> _Requirements_
a - Answer these questions using the article on Tucson neighborhood associations:
(i) Which group does Yolanda Herrera lead as president?
(ii) How many days before the workshop did the invitations reach mailboxes?
(iii) What nickname have some activists given the Department of Neighborhood Resources?
b - Write the next few paragraphs of the article on Tucson neighborhood associations, picking up after its final sentence.

> _Text to read_
** begin **
Archive for February 7th, 2010
PUBLISHED ON SEPTEMBER 4, 2003:
There Goes the Neighborhood
Have neighborhood associations lost their political muscle?
By JIM NINTZEL
Last month, Yolanda Herrera tried to organize a citywide workshop for neighborhood associations to learn more about the liquor license application process.
Herrera, president of the Sunnyside Neighborhood Association, has frequently opposed new liquor licenses in southside Tucson, so she thought other neighborhoods might benefit from her experience. She worked with a social service agency to reserve meeting space and got various city and state officials to agree to come by.
Once all that was done, she dropped off a pile of fliers at the city’s Department of Neighborhood Resources more than a month before the event–but the city staff didn’t end up sending it out until weeks later. The invitations arrived in mailboxes just four days before the get-together.
Had she known city officials would just sit on the flier, Herrera says she would have found other funds to mail it out. As it was, the shout-out was sent too late for many people to set aside time to attend the training session.
Herrera says that’s just one example of the way city officials have quietly pushed neighborhood issues aside.
“Long story short, they are no longer neighborhood friendly,” says Herrera. “They’re selling us out to the business people.”
It’s an increasing complaint about the Department of Neighborhood Resources, or DNR–which some activists have taken to calling “Do Not Resuscitate.”
“We’re paying this huge part of the budget for DNR, but the services are not coming down to the neighborhoods,” Herrera gripes.
She sees the impact on her southside neighborhood as banks are replaced by payday loans outlets and traveling vendors set up shop in empty lots. “It’s starting to look like Nogales down here,” she says.
Although City Council members talk about supporting neighborhoods when they campaign, they don’t always open their doors once they’re in office, according to some neighborhood activists.
** end **
(Entries for labeling bounding boxes)
** begin **
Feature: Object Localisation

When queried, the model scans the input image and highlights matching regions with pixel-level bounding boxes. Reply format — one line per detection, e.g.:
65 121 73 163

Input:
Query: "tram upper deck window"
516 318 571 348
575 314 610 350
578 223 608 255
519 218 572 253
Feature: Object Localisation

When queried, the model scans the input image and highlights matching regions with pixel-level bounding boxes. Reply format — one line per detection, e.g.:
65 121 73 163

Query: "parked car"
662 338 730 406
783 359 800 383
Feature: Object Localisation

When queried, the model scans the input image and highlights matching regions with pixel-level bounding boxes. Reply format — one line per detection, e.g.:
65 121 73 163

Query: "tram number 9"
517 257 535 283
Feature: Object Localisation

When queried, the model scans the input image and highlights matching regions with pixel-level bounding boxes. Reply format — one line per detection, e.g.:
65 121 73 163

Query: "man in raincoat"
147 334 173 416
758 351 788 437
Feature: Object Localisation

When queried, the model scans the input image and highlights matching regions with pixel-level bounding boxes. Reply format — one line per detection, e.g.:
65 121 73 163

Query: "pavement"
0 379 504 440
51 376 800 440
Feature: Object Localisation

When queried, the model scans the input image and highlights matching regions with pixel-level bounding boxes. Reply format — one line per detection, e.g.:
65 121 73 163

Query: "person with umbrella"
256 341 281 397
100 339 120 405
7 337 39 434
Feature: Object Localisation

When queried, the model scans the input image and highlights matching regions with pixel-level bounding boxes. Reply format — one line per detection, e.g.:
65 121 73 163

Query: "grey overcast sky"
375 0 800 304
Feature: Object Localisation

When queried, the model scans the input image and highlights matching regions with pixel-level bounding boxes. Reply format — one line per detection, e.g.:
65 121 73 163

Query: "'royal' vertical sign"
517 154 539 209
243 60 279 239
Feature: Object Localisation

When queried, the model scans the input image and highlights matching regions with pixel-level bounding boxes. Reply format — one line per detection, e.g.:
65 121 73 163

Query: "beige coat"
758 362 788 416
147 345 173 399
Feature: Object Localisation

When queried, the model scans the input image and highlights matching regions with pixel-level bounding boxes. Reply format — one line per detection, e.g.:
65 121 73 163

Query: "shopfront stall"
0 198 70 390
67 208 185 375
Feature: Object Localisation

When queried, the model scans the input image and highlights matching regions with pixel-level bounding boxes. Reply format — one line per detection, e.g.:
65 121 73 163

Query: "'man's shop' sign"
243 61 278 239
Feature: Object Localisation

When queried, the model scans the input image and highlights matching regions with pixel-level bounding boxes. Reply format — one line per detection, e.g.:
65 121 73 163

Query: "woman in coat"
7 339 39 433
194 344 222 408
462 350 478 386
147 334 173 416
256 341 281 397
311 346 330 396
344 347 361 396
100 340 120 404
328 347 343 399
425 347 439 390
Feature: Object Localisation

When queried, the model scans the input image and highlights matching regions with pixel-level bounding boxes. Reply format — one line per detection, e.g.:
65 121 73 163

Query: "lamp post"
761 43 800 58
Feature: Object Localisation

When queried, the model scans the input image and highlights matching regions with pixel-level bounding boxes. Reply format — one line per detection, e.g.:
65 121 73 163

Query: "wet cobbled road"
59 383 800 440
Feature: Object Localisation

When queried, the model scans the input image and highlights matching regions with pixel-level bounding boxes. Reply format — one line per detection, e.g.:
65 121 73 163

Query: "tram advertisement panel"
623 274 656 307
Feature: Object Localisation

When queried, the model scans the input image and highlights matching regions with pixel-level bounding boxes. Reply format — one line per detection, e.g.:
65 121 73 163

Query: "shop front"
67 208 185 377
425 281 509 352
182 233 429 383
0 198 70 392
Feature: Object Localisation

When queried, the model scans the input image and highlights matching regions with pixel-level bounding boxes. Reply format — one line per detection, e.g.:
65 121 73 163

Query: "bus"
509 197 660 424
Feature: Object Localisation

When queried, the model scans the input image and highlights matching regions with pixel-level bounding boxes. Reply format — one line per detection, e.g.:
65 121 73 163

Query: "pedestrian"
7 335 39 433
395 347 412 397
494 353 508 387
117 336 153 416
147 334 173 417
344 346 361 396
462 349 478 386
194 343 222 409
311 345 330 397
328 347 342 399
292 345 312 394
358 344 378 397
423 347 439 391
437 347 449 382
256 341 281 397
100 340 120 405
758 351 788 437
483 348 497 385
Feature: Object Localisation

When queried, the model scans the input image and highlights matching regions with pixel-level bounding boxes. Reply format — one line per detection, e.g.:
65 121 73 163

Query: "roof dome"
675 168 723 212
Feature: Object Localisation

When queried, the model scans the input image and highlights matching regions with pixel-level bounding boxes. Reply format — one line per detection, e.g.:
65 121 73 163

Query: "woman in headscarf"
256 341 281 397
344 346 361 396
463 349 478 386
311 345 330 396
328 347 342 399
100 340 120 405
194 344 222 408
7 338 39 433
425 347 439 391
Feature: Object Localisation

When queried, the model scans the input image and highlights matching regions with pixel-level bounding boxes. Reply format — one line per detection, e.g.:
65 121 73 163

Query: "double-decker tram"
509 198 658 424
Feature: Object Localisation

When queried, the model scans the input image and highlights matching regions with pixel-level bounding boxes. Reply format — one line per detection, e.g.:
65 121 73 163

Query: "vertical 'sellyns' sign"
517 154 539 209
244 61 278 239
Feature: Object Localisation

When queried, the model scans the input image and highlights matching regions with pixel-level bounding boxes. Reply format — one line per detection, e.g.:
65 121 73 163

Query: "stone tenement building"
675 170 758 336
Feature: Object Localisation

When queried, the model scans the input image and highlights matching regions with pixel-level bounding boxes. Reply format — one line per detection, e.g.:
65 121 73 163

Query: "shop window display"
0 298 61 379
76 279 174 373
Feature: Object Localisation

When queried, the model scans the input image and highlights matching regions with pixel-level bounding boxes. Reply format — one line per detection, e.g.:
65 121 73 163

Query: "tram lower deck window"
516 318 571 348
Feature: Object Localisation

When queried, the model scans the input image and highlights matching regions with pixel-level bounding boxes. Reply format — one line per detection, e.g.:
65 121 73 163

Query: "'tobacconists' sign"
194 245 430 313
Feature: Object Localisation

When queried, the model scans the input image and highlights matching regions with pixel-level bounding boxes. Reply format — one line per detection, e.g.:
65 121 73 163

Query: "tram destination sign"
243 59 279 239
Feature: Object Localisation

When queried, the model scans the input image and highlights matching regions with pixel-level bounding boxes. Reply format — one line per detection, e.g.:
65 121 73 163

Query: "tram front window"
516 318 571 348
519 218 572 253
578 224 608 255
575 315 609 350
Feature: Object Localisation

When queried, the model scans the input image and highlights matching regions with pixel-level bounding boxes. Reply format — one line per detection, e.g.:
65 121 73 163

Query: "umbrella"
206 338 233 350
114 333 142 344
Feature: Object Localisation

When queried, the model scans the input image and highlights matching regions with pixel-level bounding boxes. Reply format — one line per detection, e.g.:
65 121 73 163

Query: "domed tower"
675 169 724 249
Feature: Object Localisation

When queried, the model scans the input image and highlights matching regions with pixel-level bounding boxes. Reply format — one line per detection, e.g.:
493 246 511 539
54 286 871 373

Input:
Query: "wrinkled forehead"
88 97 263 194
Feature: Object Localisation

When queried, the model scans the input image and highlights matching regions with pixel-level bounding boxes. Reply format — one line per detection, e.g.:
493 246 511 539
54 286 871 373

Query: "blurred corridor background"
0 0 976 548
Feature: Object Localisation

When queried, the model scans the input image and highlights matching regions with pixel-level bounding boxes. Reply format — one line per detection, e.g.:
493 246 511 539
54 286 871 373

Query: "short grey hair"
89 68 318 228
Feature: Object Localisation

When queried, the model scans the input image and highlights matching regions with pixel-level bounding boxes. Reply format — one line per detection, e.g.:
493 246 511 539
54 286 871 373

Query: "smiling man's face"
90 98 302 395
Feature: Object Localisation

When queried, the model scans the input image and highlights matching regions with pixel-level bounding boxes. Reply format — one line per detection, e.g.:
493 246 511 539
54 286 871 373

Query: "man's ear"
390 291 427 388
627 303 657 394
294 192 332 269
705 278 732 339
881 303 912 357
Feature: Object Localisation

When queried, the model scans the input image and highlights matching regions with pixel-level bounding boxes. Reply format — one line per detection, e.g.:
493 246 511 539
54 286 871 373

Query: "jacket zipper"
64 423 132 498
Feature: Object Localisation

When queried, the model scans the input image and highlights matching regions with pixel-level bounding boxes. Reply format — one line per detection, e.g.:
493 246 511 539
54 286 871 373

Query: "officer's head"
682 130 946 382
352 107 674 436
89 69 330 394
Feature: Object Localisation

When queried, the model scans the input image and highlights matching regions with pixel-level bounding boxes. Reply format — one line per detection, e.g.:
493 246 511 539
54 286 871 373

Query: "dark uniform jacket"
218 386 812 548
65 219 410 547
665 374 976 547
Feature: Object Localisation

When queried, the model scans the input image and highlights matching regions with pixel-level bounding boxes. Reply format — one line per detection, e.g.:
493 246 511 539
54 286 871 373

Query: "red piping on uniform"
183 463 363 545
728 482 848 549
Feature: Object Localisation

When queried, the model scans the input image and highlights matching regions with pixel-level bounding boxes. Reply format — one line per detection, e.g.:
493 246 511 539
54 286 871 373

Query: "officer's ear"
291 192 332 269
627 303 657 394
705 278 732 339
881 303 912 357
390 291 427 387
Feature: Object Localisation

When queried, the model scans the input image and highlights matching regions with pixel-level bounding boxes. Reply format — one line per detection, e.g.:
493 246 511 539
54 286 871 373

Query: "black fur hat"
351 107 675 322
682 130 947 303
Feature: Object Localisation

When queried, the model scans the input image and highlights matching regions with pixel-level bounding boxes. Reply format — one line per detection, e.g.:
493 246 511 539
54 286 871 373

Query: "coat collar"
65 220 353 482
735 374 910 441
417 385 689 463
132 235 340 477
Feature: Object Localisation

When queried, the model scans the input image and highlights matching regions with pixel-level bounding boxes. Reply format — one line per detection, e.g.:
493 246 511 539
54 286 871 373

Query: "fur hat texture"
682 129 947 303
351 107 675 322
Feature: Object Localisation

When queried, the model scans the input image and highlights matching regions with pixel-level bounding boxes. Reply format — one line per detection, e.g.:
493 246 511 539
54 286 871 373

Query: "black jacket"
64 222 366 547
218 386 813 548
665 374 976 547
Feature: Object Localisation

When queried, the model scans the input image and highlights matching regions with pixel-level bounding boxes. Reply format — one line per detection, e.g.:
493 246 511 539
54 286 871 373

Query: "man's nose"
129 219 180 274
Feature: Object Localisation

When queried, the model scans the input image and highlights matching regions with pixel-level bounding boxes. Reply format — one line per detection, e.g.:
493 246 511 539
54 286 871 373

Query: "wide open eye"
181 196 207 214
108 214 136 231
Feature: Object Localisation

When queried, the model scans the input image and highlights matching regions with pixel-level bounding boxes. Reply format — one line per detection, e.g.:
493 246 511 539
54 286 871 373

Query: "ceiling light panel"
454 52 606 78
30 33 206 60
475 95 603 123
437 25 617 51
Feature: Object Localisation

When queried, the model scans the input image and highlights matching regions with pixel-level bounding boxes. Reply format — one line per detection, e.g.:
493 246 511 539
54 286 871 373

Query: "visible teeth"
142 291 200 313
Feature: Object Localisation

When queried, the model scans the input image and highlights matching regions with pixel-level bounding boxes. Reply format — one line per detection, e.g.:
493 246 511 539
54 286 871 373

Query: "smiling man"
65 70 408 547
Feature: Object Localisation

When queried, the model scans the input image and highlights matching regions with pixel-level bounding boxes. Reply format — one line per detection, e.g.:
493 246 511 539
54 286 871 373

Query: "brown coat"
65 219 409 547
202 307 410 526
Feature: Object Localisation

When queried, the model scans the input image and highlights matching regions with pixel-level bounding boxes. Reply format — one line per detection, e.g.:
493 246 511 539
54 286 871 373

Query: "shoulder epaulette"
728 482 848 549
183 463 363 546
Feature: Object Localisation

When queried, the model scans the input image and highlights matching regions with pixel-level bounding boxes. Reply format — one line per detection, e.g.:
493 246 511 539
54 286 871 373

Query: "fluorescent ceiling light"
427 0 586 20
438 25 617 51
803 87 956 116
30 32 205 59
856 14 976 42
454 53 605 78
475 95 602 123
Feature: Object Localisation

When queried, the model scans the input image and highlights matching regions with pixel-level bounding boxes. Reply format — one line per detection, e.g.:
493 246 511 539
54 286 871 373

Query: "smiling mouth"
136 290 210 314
** end **
> _Set of answers_
a -
(i) The Sunnyside Neighborhood Association
(ii) Four days
(iii) "Do Not Resuscitate"

b -
Brad Holland, a lawyer and musician who serves as president of the Midtown Neighborhood Association, says he’s seen a definite shift since Ward 6 Councilman Fred Ronstadt and Mayor Bob Walkup arrived at City Hall.
Holland says the midtown neighborhood, which is bordered by Swan Road, Speedway Boulevard, Alvernon Way and Grant Road, has problems that are serious enough that city officials don’t completely ignore them.
But Holland sees money that could be reinvested in neighborhoods, such as the Ward 6 Back to Basics dollars, instead being spent on downtown projects.
“We have some real needs in midtown,” he says. “We have meth monsters; we have drainage issues; we have slumlords; we have crime; we have 22 registered Level 3 sex offenders within the square mile of midtown. There’s a lot of things we could have down with $800,000 in regards to quality-of-life issues.”
While he can call Ward 6 staffers, Holland complains that he doesn’t have access to Ronstadt or Walkup. “There’s a difference for us as far as the mayor’s office is concerned,” says Holland, who is supporting Democrat Tom Volgy’s effort to unseat Walkup in this year’s mayoral race. “We can’t even get in the door.”
Valerie Greenhill, communications director with Walkup’s re-election campaign, says Walkup’s office has no record of Holland requesting any meetings.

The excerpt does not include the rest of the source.